OBJECTIVE:
Summarize the train car passage in two sentences.
** begin QUOTED PASSAGE **
Train car experiment

As seen by a passenger of the train. The events happen simultaneously.

As seen by a spectator on the station. The "back" event happens earlier than the "front" event.

(pictures from Wikipedia)

Assume that a train car is passing you when you're standing on a station platform. The train car has a lamp installed exactly at its middle. When the train passes you, a lamp flashes, and then you watch when the light reaches the front and the back of the car. It's interesting that those who sit in the car will notice the light hitting the two walls simultaneously, while those who stand at a platform will notice the back wall lit earlier than the front one. This is implied by the postulate described above: as seen by a spectator on the platform, the light propagates with equal speed at all directions, so it will hit the rear wall before the front one, as the former moves toward the light source, while the latter reproaches it. See wikipedia for more info.

This paradox, known as relativity of simultaneity may be formulated more generically: whether several events are simultaneous, depends on the location one watches them.

But what does it have to do with the computing? Before I answer this, I'd like to share what I've learned from a CACM magazine.

Quiescent consistency

In the multicore age, the classical data structures we all know about are about to change. The reason for that is the increasing demand on computation speed and volume that careful "sequential" CPU chip engineering is no longer capable to provide.

This challenge makes us rethink our approach to algorithm and data structure design. If we want data strctures to be efficient, we no longer may expect them to behave as good old ones in the sequential edge.
** end QUOTED PASSAGE **
** begin EXTRACTED INFORMATION **
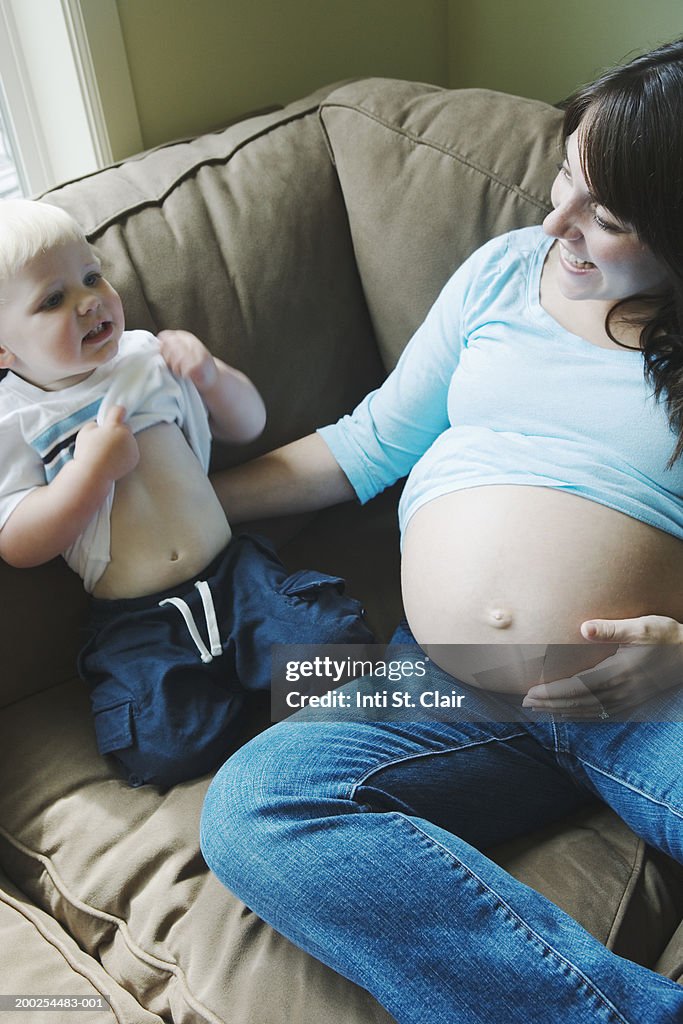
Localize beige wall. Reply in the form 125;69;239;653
449;0;683;103
105;0;683;157
117;0;449;146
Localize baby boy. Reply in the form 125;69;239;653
0;200;372;786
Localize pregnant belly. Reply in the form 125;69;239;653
401;485;683;692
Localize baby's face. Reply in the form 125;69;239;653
0;242;124;391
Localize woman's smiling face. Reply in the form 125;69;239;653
543;131;668;302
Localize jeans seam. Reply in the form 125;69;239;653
571;754;683;820
347;729;527;800
397;812;635;1024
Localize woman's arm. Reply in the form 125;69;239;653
211;434;355;523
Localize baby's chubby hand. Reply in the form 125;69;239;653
74;406;140;482
157;331;218;394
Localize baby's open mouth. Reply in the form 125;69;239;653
83;321;111;342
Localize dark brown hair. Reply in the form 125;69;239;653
562;39;683;465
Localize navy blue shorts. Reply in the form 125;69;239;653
79;535;373;786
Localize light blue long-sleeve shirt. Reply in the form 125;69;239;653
319;227;683;539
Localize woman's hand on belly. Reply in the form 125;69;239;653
522;615;683;719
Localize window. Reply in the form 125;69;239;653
0;93;26;199
0;0;142;197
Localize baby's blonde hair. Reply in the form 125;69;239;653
0;199;88;284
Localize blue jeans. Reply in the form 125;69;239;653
202;622;683;1024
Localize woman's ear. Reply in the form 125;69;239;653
0;345;14;370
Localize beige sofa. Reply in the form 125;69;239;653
0;80;683;1024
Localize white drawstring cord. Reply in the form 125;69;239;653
159;580;223;665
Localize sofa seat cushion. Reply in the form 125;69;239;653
0;872;163;1024
0;680;389;1024
0;680;680;1024
321;79;561;369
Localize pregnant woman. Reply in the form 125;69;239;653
202;40;683;1024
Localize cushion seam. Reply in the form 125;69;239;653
0;825;224;1024
605;839;645;949
321;101;549;210
51;103;319;242
0;891;132;1024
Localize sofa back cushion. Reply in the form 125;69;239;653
321;79;561;369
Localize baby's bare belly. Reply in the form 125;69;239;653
93;423;230;599
401;485;683;692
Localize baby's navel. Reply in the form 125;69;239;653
486;605;512;630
** end EXTRACTED INFORMATION **
COMPLETE RESPONSE:
When a lamp at the exact middle of a passing train car flashes, passengers see the light reach both walls at the same time, while a spectator on the platform sees the back wall lit first because the light spreads at equal speed in all directions and the rear wall moves toward it. This relativity of simultaneity means that whether events are simultaneous depends on where one watches them, and the text then notes that classical data structures must change in the multicore age because sequential CPU engineering can no longer supply the demanded computation speed and volume.